- DATASET ENTRIES:
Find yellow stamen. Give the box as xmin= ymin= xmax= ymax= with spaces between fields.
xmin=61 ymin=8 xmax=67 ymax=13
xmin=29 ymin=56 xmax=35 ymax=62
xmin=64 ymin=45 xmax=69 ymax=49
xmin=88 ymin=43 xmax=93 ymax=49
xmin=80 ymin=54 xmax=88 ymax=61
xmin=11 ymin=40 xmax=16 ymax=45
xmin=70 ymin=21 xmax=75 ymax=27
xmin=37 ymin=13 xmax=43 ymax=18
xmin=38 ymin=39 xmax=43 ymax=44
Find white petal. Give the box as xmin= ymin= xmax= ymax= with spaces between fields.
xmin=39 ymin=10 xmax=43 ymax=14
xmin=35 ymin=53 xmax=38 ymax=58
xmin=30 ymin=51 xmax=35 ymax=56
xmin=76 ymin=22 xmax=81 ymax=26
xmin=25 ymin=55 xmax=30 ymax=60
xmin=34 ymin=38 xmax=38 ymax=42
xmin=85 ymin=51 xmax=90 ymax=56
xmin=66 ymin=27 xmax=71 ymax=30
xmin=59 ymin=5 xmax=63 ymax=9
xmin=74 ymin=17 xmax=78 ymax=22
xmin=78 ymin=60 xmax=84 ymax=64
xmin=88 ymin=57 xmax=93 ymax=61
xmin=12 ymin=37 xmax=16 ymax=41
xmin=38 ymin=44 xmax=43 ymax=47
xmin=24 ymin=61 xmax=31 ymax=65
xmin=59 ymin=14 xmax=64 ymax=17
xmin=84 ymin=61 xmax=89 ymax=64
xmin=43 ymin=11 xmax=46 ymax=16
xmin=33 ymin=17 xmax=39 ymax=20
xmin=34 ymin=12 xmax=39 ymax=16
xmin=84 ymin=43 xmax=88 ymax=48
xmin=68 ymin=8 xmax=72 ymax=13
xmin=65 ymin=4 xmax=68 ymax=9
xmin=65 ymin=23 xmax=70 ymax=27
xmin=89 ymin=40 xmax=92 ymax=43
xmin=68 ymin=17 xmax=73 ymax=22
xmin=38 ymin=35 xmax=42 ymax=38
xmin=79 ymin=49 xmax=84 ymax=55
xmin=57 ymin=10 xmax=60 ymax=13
---
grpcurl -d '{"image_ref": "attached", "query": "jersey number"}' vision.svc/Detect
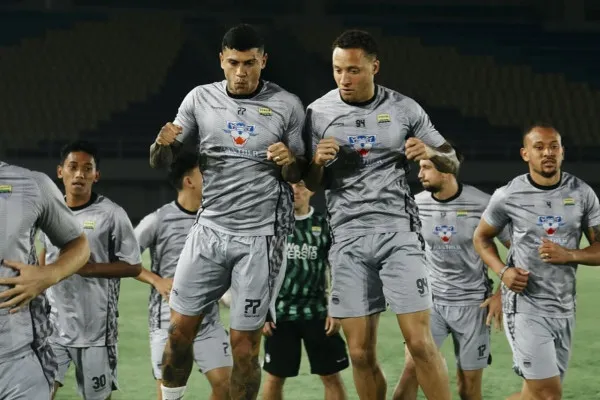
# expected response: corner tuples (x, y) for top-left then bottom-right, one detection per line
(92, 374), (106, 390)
---
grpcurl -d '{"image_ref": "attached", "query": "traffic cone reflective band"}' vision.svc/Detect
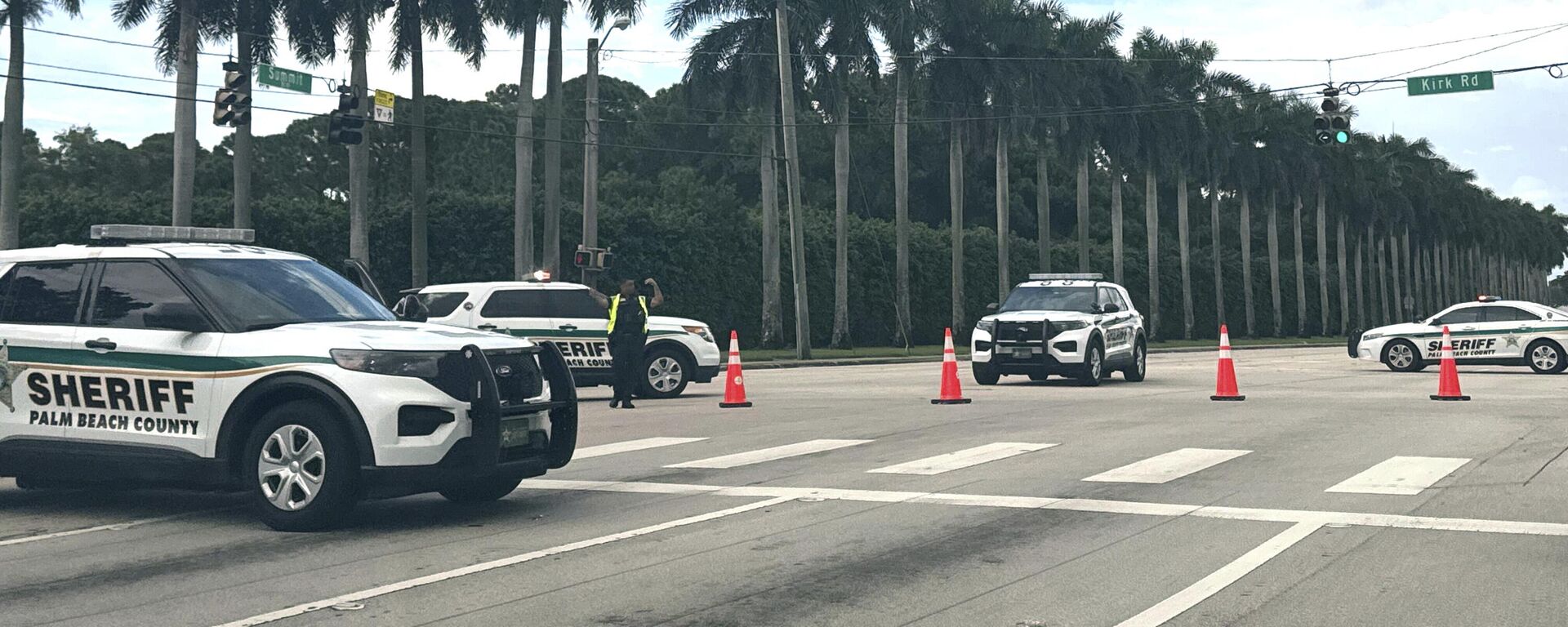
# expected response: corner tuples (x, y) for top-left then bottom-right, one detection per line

- STATED GOAL:
Using the data above, give the lines from the one with "Find white petal." to the one with "xmin=78 ymin=60 xmax=84 ymax=64", both ends included, as a Markdown table with the columns Row and Line. Leave out any blank lines.

- SOLUTION TO THIS PROBLEM:
| Row | Line |
|---|---|
| 1 | Find white petal. Give the box as xmin= ymin= xmax= ymax= with spaces between fields. |
| 2 | xmin=39 ymin=10 xmax=43 ymax=14 |
| 3 | xmin=35 ymin=53 xmax=38 ymax=58 |
| 4 | xmin=30 ymin=51 xmax=35 ymax=56 |
| 5 | xmin=76 ymin=22 xmax=81 ymax=26 |
| 6 | xmin=25 ymin=55 xmax=30 ymax=60 |
| 7 | xmin=34 ymin=38 xmax=38 ymax=42 |
| 8 | xmin=85 ymin=51 xmax=90 ymax=56 |
| 9 | xmin=66 ymin=27 xmax=71 ymax=30 |
| 10 | xmin=59 ymin=5 xmax=63 ymax=9 |
| 11 | xmin=74 ymin=17 xmax=78 ymax=22 |
| 12 | xmin=78 ymin=60 xmax=84 ymax=64 |